▶ [TEXT]:
It’s the last minute to file for the water and power boards

You hear a lot of complaints these days about the Overton Power District and or even the Virgin Valley Water District. Some of it may be justified, but most is not.

Let’s face it, utilities are just not that popular with most of us.

In many parts of the country where a lot of us have lived before settling in this preview of paradise, it seems like the rates for power and water just continue to get higher and higher as faceless bureaucrats come up with ever-more creative ways of wringing our hard-earned cash out of our wallets. And there’s nothing you can do about it except pay through the nose or sit alone in the dark, unwashed and drinking bottled water from the minimart on the corner.

But that’s not the case here.

Our water company and our electric company both are governed by boards that are elected by the people who pay the bills. If we don’t like the way those companies are being run or misrun, we can vote the old rascals out and some new rascals in.

Or, we can run for office and be part of the decision making process ourselves.

Of course if you want to do that, you better act fast. Tomorrow is the last day you can file for non-judicial offices in Clark County. The judges needed to file earlier in the year.

This year, there are more seats open on the two boards than usual.

All five seats are up for grabs on the water district board. Previously some of those seats were filled by appointment but starting this year, all five are being filled through popular election.

To qualify for three of those seats, you have to live on the Mesquite side of the Virgin River. To run for the other two openings, you have to hail from the Bunkerville side.

There are six seats up for grabs on the Overton Power District No. 5 board. And Virgin Valley residents could win four of them.

There are two, four-year terms reserved for Overton and Logandale residents. But there’s also a four-year term open for a Mesquite candidate and another four-year term for a Bunkerville residents.

There are two other seats open on the power board that were vacated before their four-year terms were due to expire in 2016. They were filled by appointment and are now open for the remainder of their original terms. One is reserved for a Mesquite resident. The other is an at-large seat, meaning anyone from OPD’s service area can run for it, including from Mesquite or Bunkerville.

Filing opened on March 3 but shuts tight tomorrow at 5 p.m.

Some candidates have already prefiled but still haven’t completed the process. They’ll get in an out of the Clark County Election Office quicker than those who waited until the last day to act.

▶ [SUPPLIED DATA]:
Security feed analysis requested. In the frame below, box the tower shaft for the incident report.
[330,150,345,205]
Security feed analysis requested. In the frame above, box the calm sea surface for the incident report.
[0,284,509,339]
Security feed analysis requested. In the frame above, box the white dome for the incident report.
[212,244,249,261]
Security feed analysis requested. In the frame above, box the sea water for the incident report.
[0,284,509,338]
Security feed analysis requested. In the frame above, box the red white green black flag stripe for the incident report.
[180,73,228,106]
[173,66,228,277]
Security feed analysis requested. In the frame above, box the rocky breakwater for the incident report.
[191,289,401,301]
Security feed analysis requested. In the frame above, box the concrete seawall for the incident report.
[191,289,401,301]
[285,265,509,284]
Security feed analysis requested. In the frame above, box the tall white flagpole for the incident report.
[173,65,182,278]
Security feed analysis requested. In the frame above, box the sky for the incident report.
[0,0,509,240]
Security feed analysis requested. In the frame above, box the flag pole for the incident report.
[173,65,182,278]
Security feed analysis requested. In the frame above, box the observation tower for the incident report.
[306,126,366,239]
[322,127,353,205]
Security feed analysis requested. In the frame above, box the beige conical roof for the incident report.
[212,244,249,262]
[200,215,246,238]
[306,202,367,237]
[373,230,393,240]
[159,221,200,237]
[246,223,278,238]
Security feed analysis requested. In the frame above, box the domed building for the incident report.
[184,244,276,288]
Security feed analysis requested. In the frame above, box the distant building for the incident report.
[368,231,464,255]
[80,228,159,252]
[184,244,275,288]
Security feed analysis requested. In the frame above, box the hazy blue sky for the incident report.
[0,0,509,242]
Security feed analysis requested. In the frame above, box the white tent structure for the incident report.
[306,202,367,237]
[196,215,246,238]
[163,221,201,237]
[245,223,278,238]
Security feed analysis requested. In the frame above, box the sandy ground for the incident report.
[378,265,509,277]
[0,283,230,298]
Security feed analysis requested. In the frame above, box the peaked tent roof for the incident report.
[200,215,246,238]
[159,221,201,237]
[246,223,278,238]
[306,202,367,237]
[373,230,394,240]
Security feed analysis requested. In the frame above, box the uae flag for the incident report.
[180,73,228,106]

▶ [REQUIRED ACTIONS]:
- A) Arrange the records in the stretch from the line containing "domed building for the incident report." through the line containing "[0,0,509,242]" as a two-column CSV with the headers request and answer. Give one row per request, put each field in quotes, and replace any line breaks with spaces.
- B) Pick up the piece on filing for the water and power boards after its last sentence and keep writing.

▶ [RESPONSES TO THE TASKS]:
- A)
request,answer
"Security feed analysis requested. In the frame above, box the domed building for the incident report.","[184,244,276,288]"
"Security feed analysis requested. In the frame above, box the distant building for the incident report.","[368,231,464,255] [80,228,159,252] [184,244,275,288]"
"Security feed analysis requested. In the frame above, box the hazy blue sky for the incident report.","[0,0,509,242]"

- B)
But those who prefiled who haven’t completed the process still have to report to the Pueblo Room on the first floor of the Clark County Government Center, 500 Grand Central Parkway in Las Vegas before 5 p.m., today or between 8 a.m. and 5 p.m. tomorrow.

All candidates are required to appear in person to pay their filing fees and show proper identification. They’re also to complete, verify and sign their filing forms.

Of course there are higher offices open for those wanting to file, but they have little to do with what you pay for water and power, our solely local issues.

But just like those loftier offices like congressman, county commissioner, sheriff and all those others that will appear on the ballot, candidates for the water district and power district boards are going to need to campaign.

The Mesquite Local News will help there. We’ll offer a forum for candidates to tell their would-be constituents why they deserve their votes.

In the past, there hasn’t always been a lot of fervor to win these seats. Many times, power district seats were uncontested.

But things may be different this spring, what with all the news stories and occasional controversy both boards have endured.

However, no matter how many people file for any of these seats, there will not be a primary election on June 10. Well, there might be, but it won’t include either of these local boards. The General Improvement Districts (GIDs) just don’t operate that way.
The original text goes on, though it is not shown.